EXTRACT PROVIDED:
AMST 30295     In a Glamorous Country     Brandon Menke     T/Th     2pm-3:15pm

In this course, we will deploy critical and creative modes of inquiry as we undertake a survey of mid- to late-twentieth-century American poetry arising from New York City, which in the postwar period became a nexus of literary and artistic experimentation. It is within this geographic and historical framework that the New York School of Poets coalesced around the core figures of Frank O’Hara, John Ashbery, Kenneth Koch, Barbara Guest, and James Schuyler. Focusing on this dynamic array of poets as well as their precursors (e.g., Langston Hughes, Gertrude Stein, Federico García Lorca), fellow travelers (e.g., Allen Ginsberg, Amiri Baraka, Frank Lima), and subsequent "generations" of New York poets (e.g., Joe Brainard, Bernadette Mayer, John Yau), we will consider how lines of affinity and intimacy, as well as the cultural reverberations of the city, drew together writers so diverse in outlook and method that Ashbery remarked, “our program is the absence of any program.” In this light, to figure out what it means to be part of this anti-programmatic community, we will explore how the New York School intersected with the Beats, the Black Arts Movement, the Boston and San Francisco Renaissances, the Nuyorican Movement, and L=A=N=G=U=A=G=E Poetry - prompting us to consider how the concept of an avant-garde becomes, in this period, a ramifying network of friends, lovers, and intellectual rivals engaged in aesthetic cross-pollination. Our undertaking will be attentive to the intermedial dialogue between these poets and New York painters (e.g., Willem de Kooning, Fairfield Porter, Jane Freilicher), methods of collaboration, the influence of postmodern theory, and how race, gender, sexuality, and place shaped what has been cited as one of the most enduringly influential bodies of literature in the postwar world. Assignments will engage students’ critical and creative talents.

 

AMST 30317     Sport, America & the World     John Soares     T/Th     2pm-3:15pm 

This course explores the history of American sport in global context. American football was one of a number of sports (including soccer, rugby and various "football" games) that emerged from common roots. Ice hockey began as a Canadian sport but grew popular in parts of the United States by fusing Canadian talent and management with American capital. Basketball was invented in Massachusetts by a foreign-born educator who viewed physical education as a religious calling, and his creation grew internationally, with the international game developing important differences from the American game. Since the time of sporting goods baron Albert Spalding, businessmen and politicians have used sport to try to market specific products, the American way of life, or a diplomatic agenda. Alone among the industrial nations, the United States developed a talent-development system centered on schools and colleges, with distinctive results - both for the athletes, and for higher education. This course will consider these and other issues.

DATASET ENTRIES:
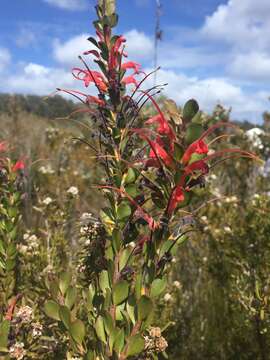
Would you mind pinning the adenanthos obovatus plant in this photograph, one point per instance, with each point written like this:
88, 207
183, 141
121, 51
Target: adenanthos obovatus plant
10, 200
151, 171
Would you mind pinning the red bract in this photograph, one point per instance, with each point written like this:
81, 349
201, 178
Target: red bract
131, 65
115, 54
130, 80
90, 77
93, 99
163, 128
197, 147
176, 197
164, 125
158, 151
3, 146
18, 166
93, 52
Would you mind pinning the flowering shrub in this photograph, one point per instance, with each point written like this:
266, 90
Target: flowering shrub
152, 169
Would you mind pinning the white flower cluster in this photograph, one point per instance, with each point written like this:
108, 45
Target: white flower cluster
46, 170
73, 191
25, 314
47, 201
17, 351
31, 244
254, 135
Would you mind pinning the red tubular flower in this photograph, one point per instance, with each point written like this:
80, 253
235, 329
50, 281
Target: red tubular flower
157, 153
131, 65
114, 53
93, 99
130, 80
176, 197
93, 52
3, 146
164, 125
199, 165
197, 147
158, 150
163, 128
90, 77
18, 166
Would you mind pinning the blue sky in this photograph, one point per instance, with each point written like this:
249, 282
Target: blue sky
213, 50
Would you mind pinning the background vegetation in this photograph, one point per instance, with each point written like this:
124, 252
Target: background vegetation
217, 303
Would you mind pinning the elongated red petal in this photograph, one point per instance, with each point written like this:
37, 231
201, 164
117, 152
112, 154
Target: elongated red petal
198, 147
176, 197
139, 210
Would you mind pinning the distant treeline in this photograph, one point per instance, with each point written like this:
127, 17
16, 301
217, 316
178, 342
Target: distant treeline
51, 107
57, 106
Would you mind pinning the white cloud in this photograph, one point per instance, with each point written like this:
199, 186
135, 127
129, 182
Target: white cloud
5, 58
242, 23
139, 46
252, 66
37, 79
67, 53
25, 38
69, 4
213, 90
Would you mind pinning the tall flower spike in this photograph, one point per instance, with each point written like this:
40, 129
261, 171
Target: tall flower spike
164, 125
139, 210
90, 77
199, 146
132, 65
176, 198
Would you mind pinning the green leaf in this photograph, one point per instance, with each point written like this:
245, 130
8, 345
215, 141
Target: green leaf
100, 331
194, 131
190, 109
158, 286
119, 341
64, 282
90, 355
77, 331
108, 323
130, 176
135, 345
123, 211
145, 307
131, 309
51, 309
116, 239
65, 316
70, 298
4, 332
197, 118
120, 292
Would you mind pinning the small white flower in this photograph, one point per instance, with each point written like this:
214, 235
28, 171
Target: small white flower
85, 217
167, 297
177, 284
33, 238
25, 313
47, 201
17, 351
83, 230
26, 236
227, 229
73, 190
23, 249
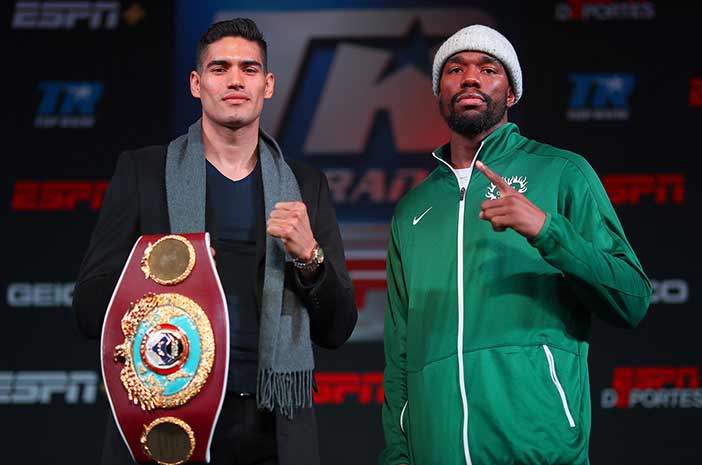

EXERCISES TO COMPLETE:
#1 Using the course descriptions, decide whether each statement agrees with them: (a) basketball was invented in Massachusetts; (b) ice hockey began as an American sport; (c) Ashbery is quoted as saying the poets shared a common program. Give yes or no for each, with the deciding words quoted exactly.
#2 Name every poet whom the course descriptions identify as a core figure of the New York School of Poets.

FINAL ANSWERS:
#1
(a) Yes: "Basketball was invented in Massachusetts by a foreign-born educator"
(b) No: "Ice hockey began as a Canadian sport"
(c) No: "our program is the absence of any program."

#2 Frank O’Hara, John Ashbery, Kenneth Koch, Barbara Guest, James Schuyler